- Jobs
1 – Summarize the article on the World Bank's oil price forecast in two sentences.
2 – Carry the article on the World Bank's oil price forecast further, starting after its last sentence.
═════ Excerpt provided ═════
Adnan Adams Mohammed

 

 

The world market price of crude oil is forecasted to fall to about US$64 a barrel this year as against US$80.7 per barrel in 2024, the World Bank in its Commodity Markets Outlook report has indicated.

 

 

The World Bank further cautioned that other commodity prices are set to fall sharply this year, by about 12% as it attributes this development to weakening global economic growth.

 

This could have some implications for Ghana government’s projected revenue from the export of oil and gold in the 2025 budget. In the 2025 budget, the government is projecting over US$1 billion in revenue from crude oil exports, based on a benchmark price of US$74 per barrel.

 

According to the World Bank, oil prices are also expected to exert substantial downward pressure on the total commodity index in 2025, as a marked slowdown in global oil consumption coincides with expanding supply.

 

It said the anticipated commodity price softening will be broad-based, however, with more than half of the commodities in the forecast set to decrease this year, many by more than 10%.

 

The situation the Bretton Woods institution warned could have a knock-on consequences for economic activity and inflation for developing countries like Ghana.

 

The report also pointed out that there are important upside risks to commodity prices—for instance, if geopolitical tensions worsen, threatening oil and gas supplies, or if extreme weather events lead to agricultural and energy price spikes.

 

All things being equal, coupled with a stable foreign exchange market, the price of petroleum products will be flat at the pumps.

 

The report stated that escalating concerns about global economic growth saw oil prices fall sharply in early April 2025 to below US$63 per barrel, the lowest level since April 2021.
═════ Data excerpts ═════
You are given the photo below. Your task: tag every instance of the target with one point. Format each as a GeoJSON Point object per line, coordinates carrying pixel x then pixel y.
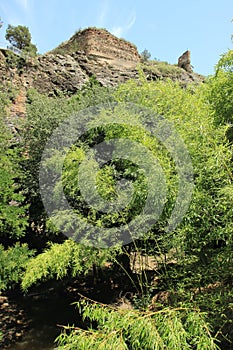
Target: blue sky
{"type": "Point", "coordinates": [166, 28]}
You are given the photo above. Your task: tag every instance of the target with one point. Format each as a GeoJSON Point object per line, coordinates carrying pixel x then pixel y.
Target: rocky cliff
{"type": "Point", "coordinates": [90, 52]}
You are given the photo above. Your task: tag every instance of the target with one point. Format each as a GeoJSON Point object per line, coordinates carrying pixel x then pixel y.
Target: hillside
{"type": "Point", "coordinates": [90, 52]}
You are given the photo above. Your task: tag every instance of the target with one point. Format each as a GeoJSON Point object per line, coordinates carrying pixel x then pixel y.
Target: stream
{"type": "Point", "coordinates": [44, 315]}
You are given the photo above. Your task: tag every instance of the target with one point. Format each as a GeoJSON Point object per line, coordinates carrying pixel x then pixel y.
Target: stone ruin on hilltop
{"type": "Point", "coordinates": [100, 44]}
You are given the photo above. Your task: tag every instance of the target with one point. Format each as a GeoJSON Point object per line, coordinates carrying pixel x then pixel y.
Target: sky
{"type": "Point", "coordinates": [166, 28]}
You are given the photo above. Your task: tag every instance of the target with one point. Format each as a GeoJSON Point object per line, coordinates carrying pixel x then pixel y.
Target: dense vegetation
{"type": "Point", "coordinates": [193, 260]}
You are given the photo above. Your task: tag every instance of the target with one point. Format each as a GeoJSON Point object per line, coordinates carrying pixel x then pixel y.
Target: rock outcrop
{"type": "Point", "coordinates": [184, 61]}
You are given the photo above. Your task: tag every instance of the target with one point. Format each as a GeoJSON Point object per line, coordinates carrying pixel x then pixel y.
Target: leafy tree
{"type": "Point", "coordinates": [221, 89]}
{"type": "Point", "coordinates": [20, 38]}
{"type": "Point", "coordinates": [13, 211]}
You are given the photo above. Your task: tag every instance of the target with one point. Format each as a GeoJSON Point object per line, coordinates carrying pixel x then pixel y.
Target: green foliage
{"type": "Point", "coordinates": [20, 38]}
{"type": "Point", "coordinates": [221, 89]}
{"type": "Point", "coordinates": [124, 329]}
{"type": "Point", "coordinates": [62, 260]}
{"type": "Point", "coordinates": [13, 220]}
{"type": "Point", "coordinates": [12, 264]}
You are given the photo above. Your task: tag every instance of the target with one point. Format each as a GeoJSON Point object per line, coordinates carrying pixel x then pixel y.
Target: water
{"type": "Point", "coordinates": [45, 315]}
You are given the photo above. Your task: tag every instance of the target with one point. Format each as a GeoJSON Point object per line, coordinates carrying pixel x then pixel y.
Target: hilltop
{"type": "Point", "coordinates": [90, 52]}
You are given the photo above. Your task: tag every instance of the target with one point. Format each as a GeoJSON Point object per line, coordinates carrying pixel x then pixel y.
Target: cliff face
{"type": "Point", "coordinates": [91, 52]}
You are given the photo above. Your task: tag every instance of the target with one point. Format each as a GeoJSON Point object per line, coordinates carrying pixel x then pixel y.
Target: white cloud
{"type": "Point", "coordinates": [120, 30]}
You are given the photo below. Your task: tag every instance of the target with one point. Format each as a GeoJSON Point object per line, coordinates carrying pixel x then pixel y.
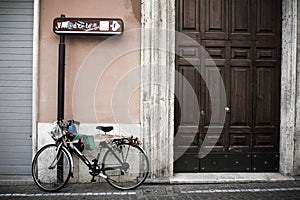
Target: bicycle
{"type": "Point", "coordinates": [124, 166]}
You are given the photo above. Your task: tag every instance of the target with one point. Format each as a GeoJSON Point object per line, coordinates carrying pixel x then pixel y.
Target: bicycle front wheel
{"type": "Point", "coordinates": [126, 166]}
{"type": "Point", "coordinates": [51, 168]}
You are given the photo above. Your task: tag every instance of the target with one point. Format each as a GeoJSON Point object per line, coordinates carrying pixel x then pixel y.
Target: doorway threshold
{"type": "Point", "coordinates": [186, 178]}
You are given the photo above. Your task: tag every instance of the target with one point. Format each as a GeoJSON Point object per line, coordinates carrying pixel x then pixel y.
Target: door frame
{"type": "Point", "coordinates": [290, 95]}
{"type": "Point", "coordinates": [153, 60]}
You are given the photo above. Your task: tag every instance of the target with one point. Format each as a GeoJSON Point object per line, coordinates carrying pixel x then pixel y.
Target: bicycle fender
{"type": "Point", "coordinates": [71, 159]}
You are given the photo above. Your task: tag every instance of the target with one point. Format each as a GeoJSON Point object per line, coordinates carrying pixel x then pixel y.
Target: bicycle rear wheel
{"type": "Point", "coordinates": [51, 170]}
{"type": "Point", "coordinates": [126, 167]}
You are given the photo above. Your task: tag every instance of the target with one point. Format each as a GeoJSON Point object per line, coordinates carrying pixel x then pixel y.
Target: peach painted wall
{"type": "Point", "coordinates": [87, 80]}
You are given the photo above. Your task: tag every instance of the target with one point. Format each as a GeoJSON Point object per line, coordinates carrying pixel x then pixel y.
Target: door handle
{"type": "Point", "coordinates": [227, 109]}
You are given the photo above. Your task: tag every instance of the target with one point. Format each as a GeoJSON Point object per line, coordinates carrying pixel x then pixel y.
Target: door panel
{"type": "Point", "coordinates": [242, 39]}
{"type": "Point", "coordinates": [213, 19]}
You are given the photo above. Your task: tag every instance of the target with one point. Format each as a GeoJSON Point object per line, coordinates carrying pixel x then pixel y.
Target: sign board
{"type": "Point", "coordinates": [88, 26]}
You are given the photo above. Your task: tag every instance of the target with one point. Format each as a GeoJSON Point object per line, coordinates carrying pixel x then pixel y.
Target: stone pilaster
{"type": "Point", "coordinates": [289, 94]}
{"type": "Point", "coordinates": [157, 84]}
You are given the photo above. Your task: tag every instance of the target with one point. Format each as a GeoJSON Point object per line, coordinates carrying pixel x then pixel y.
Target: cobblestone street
{"type": "Point", "coordinates": [273, 190]}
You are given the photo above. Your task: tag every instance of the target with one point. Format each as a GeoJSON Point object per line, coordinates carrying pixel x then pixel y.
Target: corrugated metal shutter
{"type": "Point", "coordinates": [16, 33]}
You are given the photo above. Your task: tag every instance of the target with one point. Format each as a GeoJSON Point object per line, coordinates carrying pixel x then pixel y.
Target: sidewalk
{"type": "Point", "coordinates": [275, 190]}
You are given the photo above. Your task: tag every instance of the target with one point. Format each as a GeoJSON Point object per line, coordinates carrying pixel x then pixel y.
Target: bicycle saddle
{"type": "Point", "coordinates": [105, 128]}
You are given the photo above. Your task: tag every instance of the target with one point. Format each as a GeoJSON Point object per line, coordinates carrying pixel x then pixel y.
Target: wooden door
{"type": "Point", "coordinates": [243, 38]}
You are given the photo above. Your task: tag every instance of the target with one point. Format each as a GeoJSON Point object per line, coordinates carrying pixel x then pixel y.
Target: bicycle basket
{"type": "Point", "coordinates": [56, 132]}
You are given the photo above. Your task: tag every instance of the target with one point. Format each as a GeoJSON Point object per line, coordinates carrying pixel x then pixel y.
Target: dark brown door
{"type": "Point", "coordinates": [243, 38]}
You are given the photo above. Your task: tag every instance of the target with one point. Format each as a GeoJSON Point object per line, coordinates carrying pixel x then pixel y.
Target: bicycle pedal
{"type": "Point", "coordinates": [93, 180]}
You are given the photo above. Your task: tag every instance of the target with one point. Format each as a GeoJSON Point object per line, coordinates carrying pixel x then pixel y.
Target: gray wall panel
{"type": "Point", "coordinates": [16, 33]}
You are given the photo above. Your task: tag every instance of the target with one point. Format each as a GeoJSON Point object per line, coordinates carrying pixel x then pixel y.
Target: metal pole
{"type": "Point", "coordinates": [61, 76]}
{"type": "Point", "coordinates": [60, 96]}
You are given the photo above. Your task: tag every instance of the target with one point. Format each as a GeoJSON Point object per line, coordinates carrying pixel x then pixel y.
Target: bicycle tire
{"type": "Point", "coordinates": [134, 169]}
{"type": "Point", "coordinates": [51, 178]}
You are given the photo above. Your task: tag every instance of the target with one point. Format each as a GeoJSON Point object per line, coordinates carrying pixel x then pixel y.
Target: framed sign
{"type": "Point", "coordinates": [88, 26]}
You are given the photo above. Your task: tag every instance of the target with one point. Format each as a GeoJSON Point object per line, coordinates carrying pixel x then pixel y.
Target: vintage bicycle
{"type": "Point", "coordinates": [125, 164]}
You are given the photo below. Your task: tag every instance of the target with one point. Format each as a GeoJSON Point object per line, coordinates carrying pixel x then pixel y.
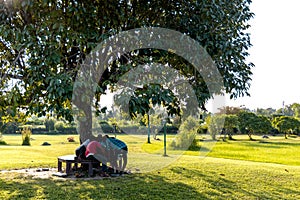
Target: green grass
{"type": "Point", "coordinates": [227, 173]}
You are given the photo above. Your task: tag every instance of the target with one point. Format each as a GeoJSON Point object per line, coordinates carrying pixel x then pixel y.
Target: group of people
{"type": "Point", "coordinates": [104, 149]}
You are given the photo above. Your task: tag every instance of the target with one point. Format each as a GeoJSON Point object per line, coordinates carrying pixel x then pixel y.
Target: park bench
{"type": "Point", "coordinates": [72, 159]}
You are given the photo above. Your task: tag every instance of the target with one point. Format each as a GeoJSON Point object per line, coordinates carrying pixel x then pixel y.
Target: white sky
{"type": "Point", "coordinates": [275, 52]}
{"type": "Point", "coordinates": [275, 36]}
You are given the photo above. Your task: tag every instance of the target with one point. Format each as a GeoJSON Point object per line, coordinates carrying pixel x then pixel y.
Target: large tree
{"type": "Point", "coordinates": [43, 43]}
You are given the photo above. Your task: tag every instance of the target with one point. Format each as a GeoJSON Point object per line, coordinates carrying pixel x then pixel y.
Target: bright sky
{"type": "Point", "coordinates": [275, 52]}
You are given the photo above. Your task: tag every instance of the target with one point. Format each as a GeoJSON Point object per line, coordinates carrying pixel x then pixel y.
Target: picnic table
{"type": "Point", "coordinates": [72, 159]}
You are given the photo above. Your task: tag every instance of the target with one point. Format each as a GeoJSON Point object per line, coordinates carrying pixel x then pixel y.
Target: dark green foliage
{"type": "Point", "coordinates": [186, 138]}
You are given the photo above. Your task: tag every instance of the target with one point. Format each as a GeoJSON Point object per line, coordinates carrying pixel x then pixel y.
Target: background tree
{"type": "Point", "coordinates": [43, 43]}
{"type": "Point", "coordinates": [222, 124]}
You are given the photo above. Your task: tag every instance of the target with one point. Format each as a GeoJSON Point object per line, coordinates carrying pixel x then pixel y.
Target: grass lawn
{"type": "Point", "coordinates": [239, 169]}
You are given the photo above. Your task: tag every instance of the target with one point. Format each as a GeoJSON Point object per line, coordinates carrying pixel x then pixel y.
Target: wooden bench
{"type": "Point", "coordinates": [72, 159]}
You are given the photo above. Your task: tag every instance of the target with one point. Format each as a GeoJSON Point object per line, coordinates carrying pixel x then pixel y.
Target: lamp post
{"type": "Point", "coordinates": [165, 137]}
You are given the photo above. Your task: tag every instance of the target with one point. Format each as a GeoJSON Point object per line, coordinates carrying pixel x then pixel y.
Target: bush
{"type": "Point", "coordinates": [26, 133]}
{"type": "Point", "coordinates": [186, 139]}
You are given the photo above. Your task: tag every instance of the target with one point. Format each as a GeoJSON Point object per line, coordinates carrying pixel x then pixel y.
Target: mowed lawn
{"type": "Point", "coordinates": [241, 169]}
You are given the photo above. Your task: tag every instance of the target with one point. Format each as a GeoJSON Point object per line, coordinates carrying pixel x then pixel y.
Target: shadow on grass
{"type": "Point", "coordinates": [219, 186]}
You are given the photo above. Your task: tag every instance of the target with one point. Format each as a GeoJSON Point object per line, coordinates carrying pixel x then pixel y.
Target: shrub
{"type": "Point", "coordinates": [186, 139]}
{"type": "Point", "coordinates": [59, 126]}
{"type": "Point", "coordinates": [26, 133]}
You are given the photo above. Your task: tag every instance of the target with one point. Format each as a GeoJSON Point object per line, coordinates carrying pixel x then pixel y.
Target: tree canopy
{"type": "Point", "coordinates": [43, 44]}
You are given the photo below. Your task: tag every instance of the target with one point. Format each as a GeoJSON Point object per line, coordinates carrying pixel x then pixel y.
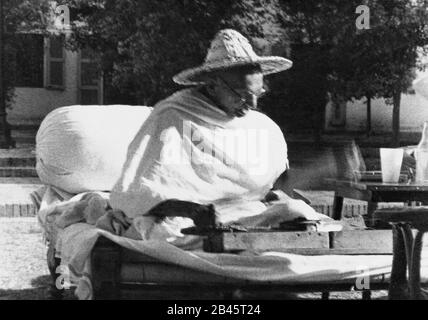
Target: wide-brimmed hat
{"type": "Point", "coordinates": [231, 49]}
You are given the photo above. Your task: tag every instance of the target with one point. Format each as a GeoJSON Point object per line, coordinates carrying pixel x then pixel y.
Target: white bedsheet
{"type": "Point", "coordinates": [75, 243]}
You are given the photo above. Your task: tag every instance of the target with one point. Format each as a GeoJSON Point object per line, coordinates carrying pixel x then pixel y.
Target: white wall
{"type": "Point", "coordinates": [413, 113]}
{"type": "Point", "coordinates": [31, 105]}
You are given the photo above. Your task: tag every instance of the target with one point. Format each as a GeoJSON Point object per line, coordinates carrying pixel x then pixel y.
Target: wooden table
{"type": "Point", "coordinates": [407, 248]}
{"type": "Point", "coordinates": [373, 193]}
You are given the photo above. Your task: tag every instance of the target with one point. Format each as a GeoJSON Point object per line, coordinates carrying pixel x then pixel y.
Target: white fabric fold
{"type": "Point", "coordinates": [190, 150]}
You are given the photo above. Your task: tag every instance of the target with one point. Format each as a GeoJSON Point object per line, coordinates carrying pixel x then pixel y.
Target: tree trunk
{"type": "Point", "coordinates": [5, 138]}
{"type": "Point", "coordinates": [369, 116]}
{"type": "Point", "coordinates": [396, 119]}
{"type": "Point", "coordinates": [319, 122]}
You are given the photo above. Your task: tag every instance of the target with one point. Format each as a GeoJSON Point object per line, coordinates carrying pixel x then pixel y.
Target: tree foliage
{"type": "Point", "coordinates": [144, 43]}
{"type": "Point", "coordinates": [19, 16]}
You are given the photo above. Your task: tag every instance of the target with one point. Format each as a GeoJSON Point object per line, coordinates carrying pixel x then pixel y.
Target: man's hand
{"type": "Point", "coordinates": [202, 215]}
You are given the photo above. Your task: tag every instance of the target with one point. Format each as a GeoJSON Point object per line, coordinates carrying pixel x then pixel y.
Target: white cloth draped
{"type": "Point", "coordinates": [190, 150]}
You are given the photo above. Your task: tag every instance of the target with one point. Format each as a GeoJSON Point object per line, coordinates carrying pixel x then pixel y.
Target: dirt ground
{"type": "Point", "coordinates": [24, 274]}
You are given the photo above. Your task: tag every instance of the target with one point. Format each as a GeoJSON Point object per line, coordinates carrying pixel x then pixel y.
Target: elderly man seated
{"type": "Point", "coordinates": [208, 144]}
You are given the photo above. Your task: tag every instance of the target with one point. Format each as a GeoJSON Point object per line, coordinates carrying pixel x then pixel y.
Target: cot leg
{"type": "Point", "coordinates": [398, 283]}
{"type": "Point", "coordinates": [53, 264]}
{"type": "Point", "coordinates": [367, 295]}
{"type": "Point", "coordinates": [337, 207]}
{"type": "Point", "coordinates": [325, 295]}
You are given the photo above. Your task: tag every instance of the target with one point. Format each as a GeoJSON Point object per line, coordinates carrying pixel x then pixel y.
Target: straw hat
{"type": "Point", "coordinates": [231, 49]}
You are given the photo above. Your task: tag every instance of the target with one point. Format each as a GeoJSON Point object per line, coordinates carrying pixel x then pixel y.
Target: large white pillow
{"type": "Point", "coordinates": [83, 148]}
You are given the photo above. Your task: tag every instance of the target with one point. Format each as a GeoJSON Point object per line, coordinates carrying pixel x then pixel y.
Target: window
{"type": "Point", "coordinates": [29, 53]}
{"type": "Point", "coordinates": [55, 62]}
{"type": "Point", "coordinates": [90, 80]}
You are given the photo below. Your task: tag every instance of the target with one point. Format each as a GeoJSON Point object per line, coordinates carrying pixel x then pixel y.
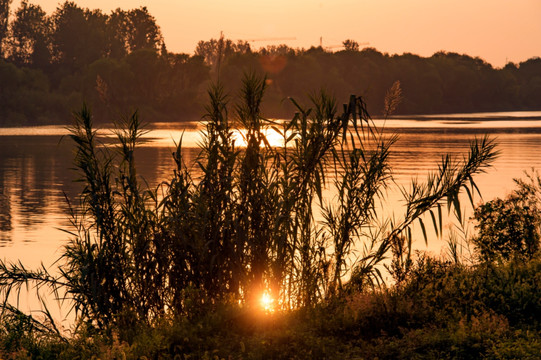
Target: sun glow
{"type": "Point", "coordinates": [267, 302]}
{"type": "Point", "coordinates": [273, 138]}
═════
- Solved problems
1 – The World Bank's Commodity Markets Outlook forecasts that crude oil will fall to about US$64 a barrel this year from US$80.7 in 2024, and that other commodity prices will drop by about 12% as global economic growth weakens. This could affect the Ghana government's 2025 budget, which projects over US$1 billion in crude oil export revenue on a US$74 benchmark, and the bank warned of knock-on consequences for economic activity and inflation in developing countries like Ghana.

2 –
The price slump started with the announcement of large trade tariffs on April 2, 2025, by the United States. This was associated with a US$12 per barrel decrease in the course of four trading days, the 11th-worst four-trading-day price performance since 1990.

 

Although the Brent crude price had declined to US$70 per barrel by early March 2025, the net impact of these different factors resulted in a small increase of $1/bbl in quarter one 2025, partially reversing a $5/bbl quarter-on-quarter decrease in the final quarter of 2024.

 

Meanwhile, global oil demand increased by1.2% in the first quarter of 2025 compared with 1.1% in quarter 4, 2024.

 

Oil demand in China edged up by 0.2 mb/d (1.4%) in first quarter 2025 from 1.0% in 4th quarter of 2024, with demand in advanced economies also picking up by 0.4 mb/d (0.9%), from 0.3%.

 

Over the course of 2024, oil consumption growth slowed in China, Europe and Central Asia , and Latin America and the Caribbean, but accelerated in East Asia and the Pacific excluding China, the Middle East and North Africa, and South Asia.

 

Consumption fell in Sub-Saharan Africa, while it was flat in advanced economies.

 

The deceleration of China’s oil demand in 2024 was due in part to increasing penetration of electric vehicles (EVs). More than 40% of new cars purchased in China in 2024 are estimated to be EVs, with a resulting oil demand reduction of about 0.45 mb/d.